Hydrophobic derivatives of cellulose, like decanoic or palmitic acid esters of cellulose, have been reported to form films with potential to be used as biodegradable coating materials.² To introduce plasticity and water repellency, an obvious approach is to modify cellulose with hydrophobic structures such as fatty acids or alkene ketene dimers (AKD).^5–7 Tall oil fatty acids (TOFA), a side-stream of pulping industry from coniferous trees, are an ecological option to be utilized as hydrophobicity inducing components (Fig. 1a). TOFA originates from distillation of crude tall oil and is a mixture of mostly unsaturated and non-conjugated fatty acids, such as oleic, linoleic and pinolenic acid.^8,9 Like cellulose, TOFA is a low-cost, sustainable, non-edible and renewable starting material that has various applications as surfactants, cleaners and other chemical derivatives, to name a few. However, it should be noted that TOFA is a mixture of several types of fatty acids and in kraft pulping conditions especially trienoic acids, like pinolenic acid, are isomerized resulting in the formation of conjugated structures, which easily undergo Diels–Alder type cyclization reactions. As a result, cyclized by-products (Fig. 1b) may be formed.¹⁰ Conjugated structures may thus cause e.g. cross-linking, resulting in problems with solubility. Unmodified TOFA is also prone to autoxidation causing instability of TOFA-based materials.^11,12 These reactions may also take part in “ageing” of the synthesized products. Luckily, these side reactions may be accounted for by e.g. hydrogenation. This way the unsaturated structures may be reduced into less reactive saturated forms.
==*==
* [WRITTEN PROBLEM 1]
Copy the entries from the line containing "Where can the firefighter be" through the last line of the entries, changing "spot" to "point" and leaving everything else as it is.
The text and the entries have no connection to each other.
==*==
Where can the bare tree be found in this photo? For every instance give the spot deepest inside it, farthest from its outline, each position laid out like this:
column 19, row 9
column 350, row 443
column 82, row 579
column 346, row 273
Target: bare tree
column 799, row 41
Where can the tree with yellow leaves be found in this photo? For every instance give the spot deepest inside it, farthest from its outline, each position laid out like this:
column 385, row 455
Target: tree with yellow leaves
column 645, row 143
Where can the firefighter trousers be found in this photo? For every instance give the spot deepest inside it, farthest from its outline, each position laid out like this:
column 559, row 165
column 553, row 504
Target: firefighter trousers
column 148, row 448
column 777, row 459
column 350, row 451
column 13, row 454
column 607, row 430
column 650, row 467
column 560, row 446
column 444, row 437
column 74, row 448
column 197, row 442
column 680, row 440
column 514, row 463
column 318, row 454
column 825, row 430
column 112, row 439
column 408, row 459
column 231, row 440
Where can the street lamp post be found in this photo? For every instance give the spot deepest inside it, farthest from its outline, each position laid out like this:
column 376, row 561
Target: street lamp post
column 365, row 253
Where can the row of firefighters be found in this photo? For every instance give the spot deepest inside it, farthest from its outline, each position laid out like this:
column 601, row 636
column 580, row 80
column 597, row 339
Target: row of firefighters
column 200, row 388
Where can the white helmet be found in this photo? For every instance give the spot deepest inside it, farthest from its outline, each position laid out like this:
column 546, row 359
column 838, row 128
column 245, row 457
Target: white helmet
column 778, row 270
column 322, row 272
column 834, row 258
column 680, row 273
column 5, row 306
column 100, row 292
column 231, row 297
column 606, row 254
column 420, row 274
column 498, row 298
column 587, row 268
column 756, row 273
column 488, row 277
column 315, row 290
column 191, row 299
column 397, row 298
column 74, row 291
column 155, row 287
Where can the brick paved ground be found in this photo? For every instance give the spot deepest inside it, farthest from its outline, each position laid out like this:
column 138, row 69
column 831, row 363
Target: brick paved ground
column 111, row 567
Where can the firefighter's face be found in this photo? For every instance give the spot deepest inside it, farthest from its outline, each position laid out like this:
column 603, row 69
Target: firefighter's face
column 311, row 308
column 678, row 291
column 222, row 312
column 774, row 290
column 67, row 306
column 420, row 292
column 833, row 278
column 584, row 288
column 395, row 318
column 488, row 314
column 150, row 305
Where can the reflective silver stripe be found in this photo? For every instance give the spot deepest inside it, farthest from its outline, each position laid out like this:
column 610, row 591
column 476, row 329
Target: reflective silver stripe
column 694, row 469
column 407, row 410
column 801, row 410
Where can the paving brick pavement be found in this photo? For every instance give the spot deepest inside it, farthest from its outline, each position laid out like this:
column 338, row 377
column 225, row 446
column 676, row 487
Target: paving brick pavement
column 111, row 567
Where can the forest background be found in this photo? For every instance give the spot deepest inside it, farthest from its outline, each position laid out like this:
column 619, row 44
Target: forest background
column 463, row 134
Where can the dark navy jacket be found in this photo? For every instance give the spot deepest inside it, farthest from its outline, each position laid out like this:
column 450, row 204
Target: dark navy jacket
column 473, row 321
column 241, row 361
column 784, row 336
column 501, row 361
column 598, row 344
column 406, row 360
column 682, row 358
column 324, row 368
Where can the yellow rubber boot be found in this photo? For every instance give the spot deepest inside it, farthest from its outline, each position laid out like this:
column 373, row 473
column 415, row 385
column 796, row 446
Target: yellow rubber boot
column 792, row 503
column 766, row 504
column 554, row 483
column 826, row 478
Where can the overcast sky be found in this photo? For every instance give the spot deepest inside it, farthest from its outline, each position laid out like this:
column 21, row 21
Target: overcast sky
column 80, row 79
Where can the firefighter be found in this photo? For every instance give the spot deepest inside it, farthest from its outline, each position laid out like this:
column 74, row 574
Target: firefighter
==*==
* [WRITTEN PROBLEM 2]
Based on the passage about tall oil fatty acids, decide whether each statement agrees with it. Answer yes or no, and quote the words that decide it.
(a) TOFA is obtained by distilling crude tall oil.
(b) TOFA consists mostly of saturated fatty acids.
(c) Hydrogenation turns saturated structures into unsaturated ones.

* [EXERCISE RESULT 1]
Where can the firefighter be found in this photo? For every instance give the point deepest inside it, farthest from its outline, each position laid out like this:
column 74, row 574
Target: firefighter

* [EXERCISE RESULT 2]
(a) Yes: "TOFA originates from distillation of crude tall oil"
(b) No: "a mixture of mostly unsaturated and non-conjugated fatty acids"
(c) No: "the unsaturated structures may be reduced into less reactive saturated forms"